++++ Selected passage

To the Board of Directors and Shareholders of Lorillard, Inc.
Greensboro, North Carolina.
 
We have audited the internal control over financial reporting of Lorillard, Inc. and Subsidiaries (the “Company”) as of December 31, 2009 based on criteria established in Internal Control — Integrated Framework issued by the Committee of Sponsoring Organizations of the Treadway Commission. The Company’s management is responsible for maintaining effective internal control over financial reporting and for its assessment of the effectiveness of internal control over financial reporting, included in the accompanying Management’s Report on Internal Control over Financial Reporting. Our responsibility is to express an opinion on the Company’s internal control over financial reporting based on our audit.
 
We conducted our audit in accordance with the standards of the Public Company Accounting Oversight Board (United States). Those standards require that we plan and perform the audit to obtain reasonable assurance about whether effective internal control over financial reporting was maintained in all material respects. Our audit included obtaining an understanding of internal control over financial reporting, assessing the risk that a material weakness exists, testing and evaluating the design and operating effectiveness of internal control based on the assessed risk, and performing such other procedures as we considered necessary in the circumstances. We believe that our audit provides a reasonable basis for our opinion.

++++++++
++++ Information provided

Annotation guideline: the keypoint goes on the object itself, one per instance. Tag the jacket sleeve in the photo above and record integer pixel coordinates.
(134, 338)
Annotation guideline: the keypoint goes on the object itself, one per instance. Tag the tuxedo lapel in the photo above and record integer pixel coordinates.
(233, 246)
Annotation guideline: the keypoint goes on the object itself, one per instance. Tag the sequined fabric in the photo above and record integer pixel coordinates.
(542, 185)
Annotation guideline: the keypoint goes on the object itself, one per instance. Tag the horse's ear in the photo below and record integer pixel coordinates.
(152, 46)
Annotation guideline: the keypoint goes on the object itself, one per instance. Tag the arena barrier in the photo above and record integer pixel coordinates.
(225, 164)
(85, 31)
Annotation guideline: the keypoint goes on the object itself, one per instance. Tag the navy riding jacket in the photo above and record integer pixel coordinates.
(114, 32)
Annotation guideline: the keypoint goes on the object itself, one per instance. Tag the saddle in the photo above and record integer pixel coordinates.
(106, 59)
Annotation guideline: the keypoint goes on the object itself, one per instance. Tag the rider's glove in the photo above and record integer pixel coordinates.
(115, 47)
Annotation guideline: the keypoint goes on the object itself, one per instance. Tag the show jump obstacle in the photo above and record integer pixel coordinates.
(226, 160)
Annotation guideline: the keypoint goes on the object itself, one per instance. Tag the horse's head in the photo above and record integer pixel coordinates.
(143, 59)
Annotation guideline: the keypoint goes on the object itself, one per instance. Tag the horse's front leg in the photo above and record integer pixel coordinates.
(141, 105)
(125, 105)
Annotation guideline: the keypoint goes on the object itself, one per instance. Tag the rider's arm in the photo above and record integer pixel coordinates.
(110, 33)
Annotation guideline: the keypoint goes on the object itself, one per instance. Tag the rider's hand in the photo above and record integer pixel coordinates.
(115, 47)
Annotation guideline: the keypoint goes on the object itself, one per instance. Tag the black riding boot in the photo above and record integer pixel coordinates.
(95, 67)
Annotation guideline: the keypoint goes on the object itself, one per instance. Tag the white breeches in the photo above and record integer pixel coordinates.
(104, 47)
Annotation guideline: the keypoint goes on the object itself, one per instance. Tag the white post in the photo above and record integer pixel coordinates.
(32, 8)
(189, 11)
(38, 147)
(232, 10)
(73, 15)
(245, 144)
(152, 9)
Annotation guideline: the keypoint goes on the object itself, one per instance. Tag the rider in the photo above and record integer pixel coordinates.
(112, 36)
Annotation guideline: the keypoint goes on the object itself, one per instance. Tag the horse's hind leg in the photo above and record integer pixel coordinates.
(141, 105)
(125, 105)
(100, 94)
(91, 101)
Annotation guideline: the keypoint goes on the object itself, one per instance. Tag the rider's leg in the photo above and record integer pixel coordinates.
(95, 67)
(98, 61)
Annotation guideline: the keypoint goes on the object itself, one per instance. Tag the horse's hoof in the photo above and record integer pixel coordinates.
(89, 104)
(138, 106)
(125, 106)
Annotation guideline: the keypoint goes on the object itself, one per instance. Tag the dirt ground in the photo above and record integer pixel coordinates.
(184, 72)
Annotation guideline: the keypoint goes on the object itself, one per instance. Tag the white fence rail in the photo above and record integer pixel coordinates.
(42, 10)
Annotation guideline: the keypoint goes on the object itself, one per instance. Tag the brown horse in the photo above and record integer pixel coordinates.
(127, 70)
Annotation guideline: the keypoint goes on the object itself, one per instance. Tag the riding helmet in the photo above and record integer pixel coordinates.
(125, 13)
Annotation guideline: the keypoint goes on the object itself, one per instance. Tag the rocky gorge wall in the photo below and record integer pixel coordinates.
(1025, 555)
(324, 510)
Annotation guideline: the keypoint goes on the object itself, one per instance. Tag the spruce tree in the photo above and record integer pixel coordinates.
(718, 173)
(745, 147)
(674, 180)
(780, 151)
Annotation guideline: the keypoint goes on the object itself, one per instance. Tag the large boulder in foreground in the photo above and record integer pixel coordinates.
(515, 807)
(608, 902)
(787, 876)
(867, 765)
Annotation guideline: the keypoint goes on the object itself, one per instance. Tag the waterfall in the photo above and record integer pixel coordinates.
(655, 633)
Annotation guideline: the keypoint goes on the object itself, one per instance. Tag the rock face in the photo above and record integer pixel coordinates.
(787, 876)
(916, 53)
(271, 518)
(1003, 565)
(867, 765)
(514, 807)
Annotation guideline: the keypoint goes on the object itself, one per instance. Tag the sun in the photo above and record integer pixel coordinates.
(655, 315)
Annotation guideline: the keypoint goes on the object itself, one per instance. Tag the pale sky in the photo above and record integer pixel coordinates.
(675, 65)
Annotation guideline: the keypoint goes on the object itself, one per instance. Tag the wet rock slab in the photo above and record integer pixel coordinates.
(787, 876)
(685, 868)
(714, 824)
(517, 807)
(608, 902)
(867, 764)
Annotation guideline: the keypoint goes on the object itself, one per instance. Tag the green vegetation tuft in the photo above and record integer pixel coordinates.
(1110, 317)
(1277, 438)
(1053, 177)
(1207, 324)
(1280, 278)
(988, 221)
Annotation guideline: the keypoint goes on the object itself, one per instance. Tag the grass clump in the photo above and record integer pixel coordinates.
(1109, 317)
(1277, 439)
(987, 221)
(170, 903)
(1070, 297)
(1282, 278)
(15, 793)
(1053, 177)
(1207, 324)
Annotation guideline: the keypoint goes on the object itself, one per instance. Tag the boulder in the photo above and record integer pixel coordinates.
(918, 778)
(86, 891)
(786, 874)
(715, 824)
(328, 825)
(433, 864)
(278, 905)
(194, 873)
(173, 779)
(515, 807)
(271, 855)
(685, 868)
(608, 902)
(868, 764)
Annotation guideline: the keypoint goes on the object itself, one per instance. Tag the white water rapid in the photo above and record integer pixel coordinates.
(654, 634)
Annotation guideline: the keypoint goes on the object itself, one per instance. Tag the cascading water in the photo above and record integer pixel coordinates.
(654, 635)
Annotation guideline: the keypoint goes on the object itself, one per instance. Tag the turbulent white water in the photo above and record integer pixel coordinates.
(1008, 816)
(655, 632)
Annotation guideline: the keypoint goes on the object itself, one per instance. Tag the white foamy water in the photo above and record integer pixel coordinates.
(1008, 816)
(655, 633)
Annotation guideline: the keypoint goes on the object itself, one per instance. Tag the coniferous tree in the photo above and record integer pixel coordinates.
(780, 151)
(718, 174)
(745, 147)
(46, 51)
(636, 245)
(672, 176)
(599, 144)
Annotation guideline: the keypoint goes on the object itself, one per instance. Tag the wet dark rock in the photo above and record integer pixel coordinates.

++++++++

**Exercise tasks:**
(1) In the audit report, reproduce verbatim everything from "We conducted our" down to "for our opinion.".
(2) According to the audit report, what four things did the audit include?

**Answers:**
(1)
We conducted our audit in accordance with the standards of the Public Company Accounting Oversight Board (United States). Those standards require that we plan and perform the audit to obtain reasonable assurance about whether effective internal control over financial reporting was maintained in all material respects. Our audit included obtaining an understanding of internal control over financial reporting, assessing the risk that a material weakness exists, testing and evaluating the design and operating effectiveness of internal control based on the assessed risk, and performing such other procedures as we considered necessary in the circumstances. We believe that our audit provides a reasonable basis for our opinion.

(2)
- Obtaining an understanding of internal control over financial reporting
- Assessing the risk that a material weakness exists
- Testing and evaluating the design and operating effectiveness of internal control based on the assessed risk
- Performing such other procedures as the auditors considered necessary in the circumstances